> DATASET EXCERPTS:
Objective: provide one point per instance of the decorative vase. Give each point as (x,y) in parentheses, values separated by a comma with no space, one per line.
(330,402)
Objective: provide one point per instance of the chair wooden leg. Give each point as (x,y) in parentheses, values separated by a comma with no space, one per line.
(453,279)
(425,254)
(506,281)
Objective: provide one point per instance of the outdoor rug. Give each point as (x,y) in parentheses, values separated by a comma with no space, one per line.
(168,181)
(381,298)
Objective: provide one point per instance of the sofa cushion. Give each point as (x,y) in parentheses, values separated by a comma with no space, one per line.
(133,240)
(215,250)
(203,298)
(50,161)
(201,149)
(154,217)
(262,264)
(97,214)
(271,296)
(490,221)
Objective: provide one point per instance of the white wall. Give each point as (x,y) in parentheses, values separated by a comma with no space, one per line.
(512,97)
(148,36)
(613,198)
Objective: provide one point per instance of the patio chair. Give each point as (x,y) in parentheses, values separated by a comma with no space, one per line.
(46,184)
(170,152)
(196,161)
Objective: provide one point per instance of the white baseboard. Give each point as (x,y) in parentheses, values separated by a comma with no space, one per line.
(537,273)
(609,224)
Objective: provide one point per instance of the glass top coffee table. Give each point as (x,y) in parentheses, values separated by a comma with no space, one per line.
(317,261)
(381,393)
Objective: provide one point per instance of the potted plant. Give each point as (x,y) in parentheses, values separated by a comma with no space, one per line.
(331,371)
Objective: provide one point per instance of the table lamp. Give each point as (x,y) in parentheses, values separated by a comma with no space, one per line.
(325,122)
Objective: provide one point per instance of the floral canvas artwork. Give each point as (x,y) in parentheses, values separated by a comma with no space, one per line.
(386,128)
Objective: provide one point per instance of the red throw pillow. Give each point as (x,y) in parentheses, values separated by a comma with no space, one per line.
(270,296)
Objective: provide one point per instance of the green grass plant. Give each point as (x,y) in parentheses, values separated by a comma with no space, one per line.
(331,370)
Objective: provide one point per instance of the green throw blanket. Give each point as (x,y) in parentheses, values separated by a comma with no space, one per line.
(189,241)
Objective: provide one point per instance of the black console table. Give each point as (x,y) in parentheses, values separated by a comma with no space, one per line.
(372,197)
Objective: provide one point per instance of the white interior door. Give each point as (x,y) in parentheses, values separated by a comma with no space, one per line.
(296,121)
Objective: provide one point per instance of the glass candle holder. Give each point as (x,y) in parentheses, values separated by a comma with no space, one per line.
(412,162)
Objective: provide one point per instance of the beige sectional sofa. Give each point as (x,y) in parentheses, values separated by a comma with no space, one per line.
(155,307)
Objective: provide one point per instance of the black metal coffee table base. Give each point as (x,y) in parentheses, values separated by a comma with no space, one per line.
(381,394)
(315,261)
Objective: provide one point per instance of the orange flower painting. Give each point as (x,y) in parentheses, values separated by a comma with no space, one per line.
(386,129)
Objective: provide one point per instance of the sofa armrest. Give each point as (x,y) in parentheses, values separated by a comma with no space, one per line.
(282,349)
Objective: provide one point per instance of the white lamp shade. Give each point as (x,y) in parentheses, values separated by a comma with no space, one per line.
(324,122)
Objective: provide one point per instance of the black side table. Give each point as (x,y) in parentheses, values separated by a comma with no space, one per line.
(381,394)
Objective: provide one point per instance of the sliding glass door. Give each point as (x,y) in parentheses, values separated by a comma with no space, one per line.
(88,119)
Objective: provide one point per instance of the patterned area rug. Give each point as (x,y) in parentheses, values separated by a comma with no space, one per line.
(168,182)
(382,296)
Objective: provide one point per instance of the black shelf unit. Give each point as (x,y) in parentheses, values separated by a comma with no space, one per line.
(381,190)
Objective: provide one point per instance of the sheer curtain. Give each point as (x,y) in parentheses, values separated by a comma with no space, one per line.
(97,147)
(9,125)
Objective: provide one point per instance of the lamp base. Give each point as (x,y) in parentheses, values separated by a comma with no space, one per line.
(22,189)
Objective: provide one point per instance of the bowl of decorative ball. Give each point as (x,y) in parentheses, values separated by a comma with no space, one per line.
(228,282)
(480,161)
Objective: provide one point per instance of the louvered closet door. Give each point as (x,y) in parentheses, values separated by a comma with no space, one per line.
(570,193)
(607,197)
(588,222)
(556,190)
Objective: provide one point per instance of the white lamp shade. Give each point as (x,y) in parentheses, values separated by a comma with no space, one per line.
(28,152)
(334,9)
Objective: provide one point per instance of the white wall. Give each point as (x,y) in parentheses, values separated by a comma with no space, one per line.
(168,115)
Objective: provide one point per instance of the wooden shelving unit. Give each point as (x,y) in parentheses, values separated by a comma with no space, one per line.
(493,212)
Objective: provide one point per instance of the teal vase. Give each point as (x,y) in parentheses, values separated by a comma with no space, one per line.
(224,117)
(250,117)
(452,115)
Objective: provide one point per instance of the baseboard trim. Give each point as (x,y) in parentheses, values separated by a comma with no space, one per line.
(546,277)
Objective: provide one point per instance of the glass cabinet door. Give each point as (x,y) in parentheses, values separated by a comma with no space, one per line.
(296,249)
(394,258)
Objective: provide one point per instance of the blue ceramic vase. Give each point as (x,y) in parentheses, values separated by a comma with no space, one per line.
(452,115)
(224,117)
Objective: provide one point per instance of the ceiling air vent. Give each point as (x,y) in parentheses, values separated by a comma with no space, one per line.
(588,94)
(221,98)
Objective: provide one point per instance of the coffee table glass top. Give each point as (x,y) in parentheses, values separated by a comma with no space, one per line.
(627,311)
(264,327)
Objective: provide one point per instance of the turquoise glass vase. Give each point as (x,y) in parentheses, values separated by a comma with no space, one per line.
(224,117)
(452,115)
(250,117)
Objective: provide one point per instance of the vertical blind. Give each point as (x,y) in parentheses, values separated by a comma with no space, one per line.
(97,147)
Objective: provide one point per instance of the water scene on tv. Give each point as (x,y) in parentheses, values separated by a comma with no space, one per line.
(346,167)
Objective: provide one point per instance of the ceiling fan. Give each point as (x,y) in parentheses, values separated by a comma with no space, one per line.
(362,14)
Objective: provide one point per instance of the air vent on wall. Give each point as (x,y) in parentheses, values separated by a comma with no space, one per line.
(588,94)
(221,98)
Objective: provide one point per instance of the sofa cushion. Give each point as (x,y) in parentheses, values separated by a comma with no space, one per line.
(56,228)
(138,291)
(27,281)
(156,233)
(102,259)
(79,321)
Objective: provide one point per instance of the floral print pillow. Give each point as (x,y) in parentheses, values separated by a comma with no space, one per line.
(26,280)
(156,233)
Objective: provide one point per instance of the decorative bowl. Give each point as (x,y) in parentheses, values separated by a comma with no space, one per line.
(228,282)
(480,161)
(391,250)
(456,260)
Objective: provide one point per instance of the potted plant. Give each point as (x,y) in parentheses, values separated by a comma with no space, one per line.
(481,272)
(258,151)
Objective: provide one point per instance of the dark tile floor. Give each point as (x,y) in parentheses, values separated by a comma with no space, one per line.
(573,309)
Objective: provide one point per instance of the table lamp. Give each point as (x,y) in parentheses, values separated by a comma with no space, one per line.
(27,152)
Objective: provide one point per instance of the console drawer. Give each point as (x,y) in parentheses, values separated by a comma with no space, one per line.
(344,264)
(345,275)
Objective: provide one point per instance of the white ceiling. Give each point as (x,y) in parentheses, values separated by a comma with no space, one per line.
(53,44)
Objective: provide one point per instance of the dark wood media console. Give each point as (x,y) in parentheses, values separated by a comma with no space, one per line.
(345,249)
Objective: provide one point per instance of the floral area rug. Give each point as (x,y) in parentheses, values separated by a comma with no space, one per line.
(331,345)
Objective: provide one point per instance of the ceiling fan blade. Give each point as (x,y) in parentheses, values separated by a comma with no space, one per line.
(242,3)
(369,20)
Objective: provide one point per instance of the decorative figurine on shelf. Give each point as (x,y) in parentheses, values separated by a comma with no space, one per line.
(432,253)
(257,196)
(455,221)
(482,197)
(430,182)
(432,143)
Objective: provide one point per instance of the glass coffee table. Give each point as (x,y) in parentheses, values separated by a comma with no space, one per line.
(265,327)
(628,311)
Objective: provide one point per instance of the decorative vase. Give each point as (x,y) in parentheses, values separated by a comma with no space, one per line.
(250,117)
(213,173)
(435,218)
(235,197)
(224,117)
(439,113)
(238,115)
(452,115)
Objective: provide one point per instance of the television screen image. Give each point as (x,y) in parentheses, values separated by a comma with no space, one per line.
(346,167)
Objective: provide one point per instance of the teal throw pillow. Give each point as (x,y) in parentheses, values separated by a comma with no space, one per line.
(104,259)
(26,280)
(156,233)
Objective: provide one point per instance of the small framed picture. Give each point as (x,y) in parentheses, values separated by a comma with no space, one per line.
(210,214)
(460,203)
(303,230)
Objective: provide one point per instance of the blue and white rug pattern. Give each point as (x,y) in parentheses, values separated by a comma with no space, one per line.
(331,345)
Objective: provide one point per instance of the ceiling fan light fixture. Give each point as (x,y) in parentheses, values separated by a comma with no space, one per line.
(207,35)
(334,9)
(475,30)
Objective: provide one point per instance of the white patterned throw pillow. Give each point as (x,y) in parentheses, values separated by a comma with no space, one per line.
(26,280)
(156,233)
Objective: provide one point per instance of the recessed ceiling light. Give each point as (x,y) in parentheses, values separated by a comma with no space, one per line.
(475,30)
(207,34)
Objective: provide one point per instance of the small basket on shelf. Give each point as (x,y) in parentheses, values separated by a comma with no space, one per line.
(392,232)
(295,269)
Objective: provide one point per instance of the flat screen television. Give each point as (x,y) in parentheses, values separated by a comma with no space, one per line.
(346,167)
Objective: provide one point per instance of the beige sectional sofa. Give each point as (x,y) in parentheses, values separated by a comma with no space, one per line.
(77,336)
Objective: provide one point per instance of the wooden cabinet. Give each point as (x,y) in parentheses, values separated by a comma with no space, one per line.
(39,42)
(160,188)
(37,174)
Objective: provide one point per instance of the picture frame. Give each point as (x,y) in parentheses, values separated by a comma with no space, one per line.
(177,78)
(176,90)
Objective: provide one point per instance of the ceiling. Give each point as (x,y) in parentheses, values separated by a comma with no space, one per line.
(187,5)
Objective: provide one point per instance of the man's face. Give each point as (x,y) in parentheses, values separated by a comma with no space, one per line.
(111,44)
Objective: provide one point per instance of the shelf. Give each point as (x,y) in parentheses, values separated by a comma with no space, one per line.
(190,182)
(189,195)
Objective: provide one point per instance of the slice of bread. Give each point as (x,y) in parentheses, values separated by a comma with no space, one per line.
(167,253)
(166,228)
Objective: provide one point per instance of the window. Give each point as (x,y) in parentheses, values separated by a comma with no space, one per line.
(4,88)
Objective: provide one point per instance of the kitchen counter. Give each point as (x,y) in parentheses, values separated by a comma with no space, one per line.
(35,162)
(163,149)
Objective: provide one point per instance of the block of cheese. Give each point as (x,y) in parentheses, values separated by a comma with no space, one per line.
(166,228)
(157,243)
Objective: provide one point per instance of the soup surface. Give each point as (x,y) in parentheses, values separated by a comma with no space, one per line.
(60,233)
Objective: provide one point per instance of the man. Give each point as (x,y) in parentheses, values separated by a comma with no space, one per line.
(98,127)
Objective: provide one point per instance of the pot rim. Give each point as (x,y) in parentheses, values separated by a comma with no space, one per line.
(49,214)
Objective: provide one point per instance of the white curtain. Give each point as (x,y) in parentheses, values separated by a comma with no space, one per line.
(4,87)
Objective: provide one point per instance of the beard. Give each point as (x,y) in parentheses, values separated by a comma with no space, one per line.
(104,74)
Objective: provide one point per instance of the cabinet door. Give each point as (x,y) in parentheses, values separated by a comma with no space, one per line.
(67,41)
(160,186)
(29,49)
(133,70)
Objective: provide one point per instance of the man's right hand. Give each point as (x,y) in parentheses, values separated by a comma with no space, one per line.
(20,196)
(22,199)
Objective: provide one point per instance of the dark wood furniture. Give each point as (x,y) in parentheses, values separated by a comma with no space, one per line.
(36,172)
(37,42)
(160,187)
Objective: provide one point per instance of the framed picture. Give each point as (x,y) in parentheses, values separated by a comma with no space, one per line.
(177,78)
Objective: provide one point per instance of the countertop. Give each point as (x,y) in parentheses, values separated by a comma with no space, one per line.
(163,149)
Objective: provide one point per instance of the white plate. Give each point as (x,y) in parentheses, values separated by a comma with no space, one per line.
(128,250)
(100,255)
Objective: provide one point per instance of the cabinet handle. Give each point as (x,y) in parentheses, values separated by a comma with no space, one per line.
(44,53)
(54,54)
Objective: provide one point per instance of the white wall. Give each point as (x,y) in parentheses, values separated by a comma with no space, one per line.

> GIVEN TASK:
Reproduce only the lines running from the one with "Objective: provide one point per instance of the man." through the final line of the listing above, both ends included.

> COMPLETED TASK:
Objective: provide one point per instance of the man. Give each point as (x,y) in parentheses, values separated by a comma with no space, one per line.
(98,127)
Objective: provide one point per instance of the pot rim. Give each point as (x,y) in parentheses, values separated by a comma with no space, one per line.
(49,214)
Objective: provide one point per instance of the white curtain. Give each point as (x,y) in parentheses, values separated by a comma with no space, one per line.
(4,87)
Objective: provide one point per instance of the beard. Give each point as (x,y) in parentheses, values separated by a comma with no space, one per line.
(104,74)
Objective: provide one point per instance of the cabinet door. Give each point as (x,y) in parentheses, values separated by a comma with no space, one per line.
(67,41)
(160,186)
(29,49)
(133,70)
Objective: provide one point per instance of the man's right hand. Give each point as (x,y) in parentheses, values separated by a comma with no space, one per line.
(20,196)
(22,199)
Objective: provide one point per instance of the dark wood furniture. Give each point as (x,y) in parentheses, values separated by a comma with no space, one per line.
(36,172)
(37,42)
(160,187)
Objective: provide one point per instance of the framed picture. Give each point as (x,y) in parentheses, values separated by a comma with no space, one per line.
(177,78)
Objective: provide one point per instance of the countertop. Give each point as (x,y) in parentheses, values separated by a comma with no space, one per line.
(163,149)
Objective: provide one point per instance of the white plate. Give each point as (x,y) in parentheses, values separated by a comma with no space, one per line.
(128,250)
(100,255)
Objective: provide one point per instance of the cabinet handle. Give each point as (x,y) in parentheses, values separated by a comma with no space, one per line.
(44,53)
(54,54)
Objective: provide one point per instance of the white wall. Give each point as (x,y) in parentheses, values separated by a comma with no space, one per line.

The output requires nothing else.